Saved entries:
>> begin

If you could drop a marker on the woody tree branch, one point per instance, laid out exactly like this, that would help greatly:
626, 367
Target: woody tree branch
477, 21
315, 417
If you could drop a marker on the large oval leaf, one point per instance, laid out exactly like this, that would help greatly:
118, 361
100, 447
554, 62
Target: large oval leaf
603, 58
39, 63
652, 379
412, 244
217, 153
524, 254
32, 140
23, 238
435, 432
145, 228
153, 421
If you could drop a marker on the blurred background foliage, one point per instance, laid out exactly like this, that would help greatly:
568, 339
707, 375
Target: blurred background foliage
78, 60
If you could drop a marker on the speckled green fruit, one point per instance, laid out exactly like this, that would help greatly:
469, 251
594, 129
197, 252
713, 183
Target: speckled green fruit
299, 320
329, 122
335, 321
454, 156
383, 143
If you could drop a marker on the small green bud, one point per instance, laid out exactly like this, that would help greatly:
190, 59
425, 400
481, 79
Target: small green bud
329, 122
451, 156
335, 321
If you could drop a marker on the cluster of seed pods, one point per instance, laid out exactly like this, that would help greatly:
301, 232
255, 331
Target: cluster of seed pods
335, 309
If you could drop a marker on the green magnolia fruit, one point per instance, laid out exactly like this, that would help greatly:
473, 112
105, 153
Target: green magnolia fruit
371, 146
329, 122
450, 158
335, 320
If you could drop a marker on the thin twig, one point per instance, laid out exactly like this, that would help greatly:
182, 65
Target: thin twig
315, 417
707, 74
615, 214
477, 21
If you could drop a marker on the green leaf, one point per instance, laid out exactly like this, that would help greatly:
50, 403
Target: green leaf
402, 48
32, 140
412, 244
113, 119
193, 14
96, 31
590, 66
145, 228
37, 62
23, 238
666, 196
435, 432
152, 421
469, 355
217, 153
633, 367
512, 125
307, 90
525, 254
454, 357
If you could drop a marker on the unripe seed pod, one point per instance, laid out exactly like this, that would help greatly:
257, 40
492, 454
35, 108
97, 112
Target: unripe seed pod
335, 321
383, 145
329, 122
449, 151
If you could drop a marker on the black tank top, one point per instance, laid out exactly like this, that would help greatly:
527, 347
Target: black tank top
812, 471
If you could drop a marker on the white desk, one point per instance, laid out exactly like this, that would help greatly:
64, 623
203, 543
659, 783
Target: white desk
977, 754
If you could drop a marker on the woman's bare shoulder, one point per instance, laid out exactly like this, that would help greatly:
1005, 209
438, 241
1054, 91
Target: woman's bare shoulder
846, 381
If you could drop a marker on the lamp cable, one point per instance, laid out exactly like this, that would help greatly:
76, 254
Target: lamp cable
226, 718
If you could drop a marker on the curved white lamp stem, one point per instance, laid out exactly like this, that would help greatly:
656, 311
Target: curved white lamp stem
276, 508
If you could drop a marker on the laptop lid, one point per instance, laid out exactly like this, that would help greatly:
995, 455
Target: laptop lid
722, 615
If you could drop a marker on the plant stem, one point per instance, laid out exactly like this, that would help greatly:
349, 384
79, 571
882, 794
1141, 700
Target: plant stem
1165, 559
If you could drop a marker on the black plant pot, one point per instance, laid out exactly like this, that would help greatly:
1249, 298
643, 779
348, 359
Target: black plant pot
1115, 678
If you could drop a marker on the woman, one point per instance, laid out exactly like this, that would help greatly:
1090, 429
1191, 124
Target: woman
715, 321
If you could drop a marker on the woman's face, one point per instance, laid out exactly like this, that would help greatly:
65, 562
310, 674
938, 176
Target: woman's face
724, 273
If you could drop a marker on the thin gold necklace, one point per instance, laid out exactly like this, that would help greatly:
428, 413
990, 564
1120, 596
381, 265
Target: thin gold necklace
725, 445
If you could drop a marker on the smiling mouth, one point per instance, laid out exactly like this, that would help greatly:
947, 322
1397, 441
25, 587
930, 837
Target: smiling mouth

>> end

Set exercise:
Set down all of the entries exactly, please.

Written solution:
If you could drop a marker on the woody tree branch, one point per instance, laid out exactly like this, that would help greatly:
626, 367
Target: woody tree branch
477, 21
315, 417
If you could drop a marker on the large oval leaf, one point per instance, laid out exactly like this, that would help greatly:
118, 361
100, 447
554, 62
Target: large oval leaf
603, 58
39, 63
652, 379
412, 244
217, 153
524, 254
32, 140
23, 238
435, 432
145, 228
153, 421
If you could drop a marker on the blurred background foliage, one point per instance, laid out exactly like this, that would help greatly:
568, 339
707, 375
Target: blurred background foliage
78, 60
If you could drop a marker on the speckled green fruit, one point per instance, laid out exactly like this, that would help greatly:
469, 251
594, 129
197, 252
713, 183
Target: speckled green fruit
299, 320
329, 122
335, 321
454, 156
383, 143
If you could drop a marker on the small green bud, one point per instance, laid out exactly like this, that would help greatly:
190, 59
425, 400
481, 79
Target: small green bud
329, 122
451, 156
335, 321
If you could drop a marker on the cluster of seed pods, one point per instance, laid out exactly like this, that would help greatly:
301, 232
255, 331
Target: cluster of seed pods
335, 309
If you could drop a marker on the green magnolia fruit, one point per instance, laid out exactly like this, that would help greatly:
473, 112
105, 153
Target: green magnolia fruit
371, 146
329, 122
450, 158
335, 320
If you could drop a marker on the thin twig, one point per instance, laid out exactly like this, that would help greatly:
182, 65
Target: thin twig
315, 417
707, 74
615, 214
477, 21
If you could drop a marker on the green leaf, one point per instance, laid out exactly like this, that would help greatly:
50, 403
Target: green leaf
402, 48
32, 140
412, 244
113, 119
193, 14
96, 31
590, 66
145, 228
37, 62
23, 238
666, 196
435, 432
152, 421
469, 355
217, 153
633, 367
512, 125
307, 90
525, 254
454, 357
If you could drop a marker on the unripe seed pod, one point per instance, laid out exactly like this, that would help greatly:
257, 40
492, 454
35, 108
97, 112
Target: unripe seed pod
335, 321
383, 145
329, 122
449, 151
If you could drop a marker on the black tank top, one point per instance, laid out exactly like this, that would help greatly:
527, 347
Target: black tank top
812, 471
If you could drop a marker on the white desk, one point per instance, laid out exactly like this, that would help greatly:
64, 623
203, 543
659, 783
Target: white desk
977, 754
If you could drop a marker on the woman's bare shoulder, one point per instance, laid out exactly like this, that would help greatly:
1005, 209
438, 241
1054, 91
Target: woman's bare shoulder
846, 381
If you could drop a marker on the lamp cable, one point per instance, laid out exactly like this, that would help greatly:
76, 254
Target: lamp cable
226, 718
If you could drop a marker on the curved white lamp stem, one point per instance, laid out exactly like this, that would help greatly:
656, 311
Target: curved white lamp stem
276, 508
If you could drop a marker on the laptop lid, one point per instance, laid out exactly like this, that would help greatly:
995, 455
Target: laptop lid
722, 615
If you could drop a marker on the plant stem, one point per instance, laid out exactly like this, that would help greatly:
349, 384
79, 571
882, 794
1141, 700
Target: plant stem
1165, 559
If you could drop a marker on the black plant pot, one point per instance, laid out exactly like this, that would help greatly:
1249, 298
643, 779
348, 359
Target: black plant pot
1115, 678
If you could drop a marker on the woman, one point per instance, laid out exactly like this, that would help greatly:
1090, 429
1191, 124
Target: woman
715, 321
If you could drop a marker on the woman's face, one point per instance, laid out exactly like this, that would help greatly:
65, 562
310, 674
938, 176
Target: woman's face
724, 273
If you could drop a marker on the thin gold necklace, one point per instance, laid out exactly like this, that would help greatly:
428, 413
990, 564
1120, 596
381, 265
Target: thin gold necklace
725, 445
If you could drop a marker on the smiling mouth, one point per instance, laid out exactly like this, that would help greatly:
947, 322
1397, 441
25, 587
930, 837
Target: smiling mouth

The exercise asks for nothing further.